**DOCUMENT EXCERPT**
--------------------------------
Heather has no way of knowing how much this IEP goal means to me.
There is much discussion over the goal, and a liaison from the school district challenges Heather about it several times. She says that she does not want us to have unrealistic goals on the IEP.
I feel the tension in the room. It seems to me that Heather’s professional reputation is on the line, and I think that she’ll back down or at least agree to adjust the benchmarks, lower the expectations.
But Heather is not intimidated. She calmy and confidently says,
“Rhema can do it.”
I keep my poised face on, but I’m all kinds of crying inside. Ready to bust out in a tearful rendition of “To dream the impossible dream” from Man of La Mancha.
Because this is it. This is what I’ve been hoping for, praying for. Because all Rhema needs is for people to believe in her and think big for her. (Her mama included.)
It’s been six months since that meeting, and Rhema is learning to trace the letter “R”. Today I observed Heather working with Rhema. She started off by prompting Rhema gently at the wrist. By the end of the session, Rhema was tracing the “R” independently!! It was amazing and thrilling to watch.
“One day,” she says. “It will happen.”
“Yes. One day,” I say.
I have no doubt.
And I keep a little, “retired” stamp around. To remind myself that anything is possible.
Thanks for giving me back my dream, Heather.
--------------------------------
**MATERIAL SHOWN**
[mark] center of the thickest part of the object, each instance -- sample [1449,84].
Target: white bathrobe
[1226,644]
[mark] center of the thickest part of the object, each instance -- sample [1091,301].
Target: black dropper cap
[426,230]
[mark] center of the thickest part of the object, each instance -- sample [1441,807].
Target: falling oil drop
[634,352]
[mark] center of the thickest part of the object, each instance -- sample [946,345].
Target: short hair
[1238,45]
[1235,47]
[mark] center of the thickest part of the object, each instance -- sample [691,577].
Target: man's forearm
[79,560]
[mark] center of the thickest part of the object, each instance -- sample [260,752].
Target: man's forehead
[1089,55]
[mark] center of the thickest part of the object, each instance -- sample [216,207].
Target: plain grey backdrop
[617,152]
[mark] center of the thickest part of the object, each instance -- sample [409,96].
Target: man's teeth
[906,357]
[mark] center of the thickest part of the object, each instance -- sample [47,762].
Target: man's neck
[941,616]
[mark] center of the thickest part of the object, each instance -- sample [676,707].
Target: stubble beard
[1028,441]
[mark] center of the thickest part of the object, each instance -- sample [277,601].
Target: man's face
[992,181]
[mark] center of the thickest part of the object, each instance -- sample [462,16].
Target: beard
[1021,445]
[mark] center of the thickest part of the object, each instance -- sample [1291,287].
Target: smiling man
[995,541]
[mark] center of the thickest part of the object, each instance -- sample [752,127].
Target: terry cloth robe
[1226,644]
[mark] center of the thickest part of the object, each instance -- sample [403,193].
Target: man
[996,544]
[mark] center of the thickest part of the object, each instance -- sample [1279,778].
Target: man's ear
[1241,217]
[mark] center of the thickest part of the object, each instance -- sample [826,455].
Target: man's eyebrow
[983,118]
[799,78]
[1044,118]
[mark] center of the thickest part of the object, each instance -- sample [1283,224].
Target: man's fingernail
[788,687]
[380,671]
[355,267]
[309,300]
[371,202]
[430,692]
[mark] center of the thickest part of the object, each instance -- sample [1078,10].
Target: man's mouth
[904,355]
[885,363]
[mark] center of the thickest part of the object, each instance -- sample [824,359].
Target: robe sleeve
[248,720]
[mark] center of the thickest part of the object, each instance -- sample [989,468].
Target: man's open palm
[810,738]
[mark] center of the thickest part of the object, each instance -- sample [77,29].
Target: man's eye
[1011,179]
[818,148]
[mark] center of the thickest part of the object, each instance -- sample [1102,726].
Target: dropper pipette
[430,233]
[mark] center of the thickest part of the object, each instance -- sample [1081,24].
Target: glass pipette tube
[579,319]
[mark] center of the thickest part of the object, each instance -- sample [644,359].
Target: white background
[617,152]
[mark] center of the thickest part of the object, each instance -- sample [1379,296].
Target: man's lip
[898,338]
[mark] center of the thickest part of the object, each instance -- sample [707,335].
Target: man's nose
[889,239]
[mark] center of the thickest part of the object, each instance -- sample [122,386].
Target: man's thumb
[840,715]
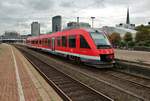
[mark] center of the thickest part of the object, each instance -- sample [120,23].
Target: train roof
[63,32]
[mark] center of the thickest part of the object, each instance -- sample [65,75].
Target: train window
[72,41]
[58,41]
[49,42]
[36,41]
[45,42]
[40,42]
[64,41]
[83,42]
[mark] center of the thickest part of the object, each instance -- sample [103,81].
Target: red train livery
[85,45]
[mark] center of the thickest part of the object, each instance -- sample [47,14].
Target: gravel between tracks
[99,84]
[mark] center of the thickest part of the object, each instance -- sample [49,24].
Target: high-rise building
[35,29]
[128,17]
[56,23]
[78,24]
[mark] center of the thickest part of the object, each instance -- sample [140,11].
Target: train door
[49,43]
[53,44]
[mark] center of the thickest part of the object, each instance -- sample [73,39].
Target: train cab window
[83,42]
[58,41]
[64,41]
[72,41]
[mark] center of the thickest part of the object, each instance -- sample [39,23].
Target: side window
[72,41]
[58,41]
[64,41]
[45,42]
[40,42]
[83,42]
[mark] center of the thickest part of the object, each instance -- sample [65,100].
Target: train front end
[103,50]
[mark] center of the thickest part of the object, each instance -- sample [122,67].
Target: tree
[115,38]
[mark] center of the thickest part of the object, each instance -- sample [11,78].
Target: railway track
[117,85]
[68,88]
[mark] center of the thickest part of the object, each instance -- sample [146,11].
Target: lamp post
[92,21]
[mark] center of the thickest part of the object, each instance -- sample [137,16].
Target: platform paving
[133,56]
[19,80]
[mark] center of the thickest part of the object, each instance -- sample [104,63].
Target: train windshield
[100,40]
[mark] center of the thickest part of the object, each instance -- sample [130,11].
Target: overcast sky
[17,15]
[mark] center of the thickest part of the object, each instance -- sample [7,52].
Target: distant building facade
[76,25]
[56,23]
[35,29]
[127,24]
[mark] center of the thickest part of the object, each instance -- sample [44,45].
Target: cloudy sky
[17,15]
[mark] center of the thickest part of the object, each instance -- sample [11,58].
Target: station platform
[133,56]
[19,80]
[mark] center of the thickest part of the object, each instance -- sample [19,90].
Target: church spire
[128,17]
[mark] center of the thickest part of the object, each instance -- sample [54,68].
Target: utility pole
[92,21]
[78,22]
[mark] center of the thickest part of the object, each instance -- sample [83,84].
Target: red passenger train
--------------------------------
Reproduce verbatim the portion of the IEP goal excerpt that runs from "Because this is" to "(Her mama included.)".

Because this is it. This is what I’ve been hoping for, praying for. Because all Rhema needs is for people to believe in her and think big for her. (Her mama included.)